Given exercise:
Continue the biography of Jack Bender from the point at which it stops.

Document extract:
»»

American film and television director

Jack Bender is an American television and film director, television producer and actor known for his work as a director on Lost, The Sopranos, Game of Thrones, and From.

==Biography==
Bender grew up in a secular Jewish family in Los Angeles. His father was a furrier to the Hollywood community. He studied art with Los Angeles artist Martin Lubner (spouse of actress Joanna Merlin) and then went into acting "because it seemed like what I could do and make a living." As an actor, Bender guest-starred on All in the Family, The Bob Newhart Show and The Mary Tyler Moore Show. He co-starred in The Million Dollar Duck, Savage and McNaughton's Daughter. He then went into directing, working on a number of television series.

««

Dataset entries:
»»

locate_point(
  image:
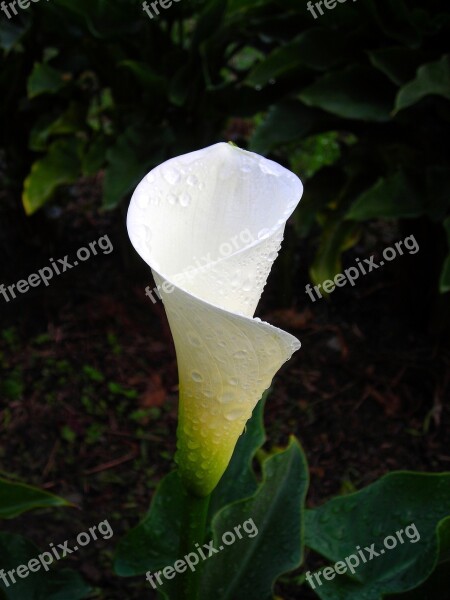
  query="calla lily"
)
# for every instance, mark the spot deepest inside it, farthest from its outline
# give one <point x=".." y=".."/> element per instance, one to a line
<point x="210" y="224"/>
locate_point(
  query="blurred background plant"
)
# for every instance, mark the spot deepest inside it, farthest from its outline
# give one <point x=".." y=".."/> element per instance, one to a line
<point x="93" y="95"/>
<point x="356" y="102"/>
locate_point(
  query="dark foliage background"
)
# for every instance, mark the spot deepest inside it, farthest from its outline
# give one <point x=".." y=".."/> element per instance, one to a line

««

Task result:
He directed the popular slasher film Child's Play 3 before becoming an executive producer and lead director on the ABC TV series Lost, directing 38 episodes of the show, including the series finale. Bender has also directed on other popular shows such as The Sopranos, Carnivàle, Alias and Boston Public. In recent years he was an executive producer and lead director on the TV series Under the Dome (2013) and The Last Ship (2014–15). In 2016, Bender directed the fifth and sixth episodes of the sixth season of Game of Thrones, followed by episodes of Mr. Mercedes (2017-2019), a limited TV series adaptation of Stephen King's novel of the same name.

Bender received nominations for the Primetime Emmy Award for Outstanding Directing for a Drama Series for his direction of the Lost episodes "Live Together, Die Alone", "Through the Looking Glass" and the series finale "The End". He was also nominated for the Game of Thrones episode "The Door".

==Family and personal life==
Bender is married to Rabbi Laura Owens of B’nai Horin of Los Angeles. They have two daughters, Hannah and Sophie Owens-Bender.

==Filmography==
Short film
- A Real Naked Lady (1981)

Feature film
- Child's Play 3 (1991)
- Lone Justice 2 (1995)
- Tower of Song: A Memorial Tribute to Leonard Cohen (2018) (Concert film)

TV series
- Eight Is Enough (1977)
- The Paper Chase (1978)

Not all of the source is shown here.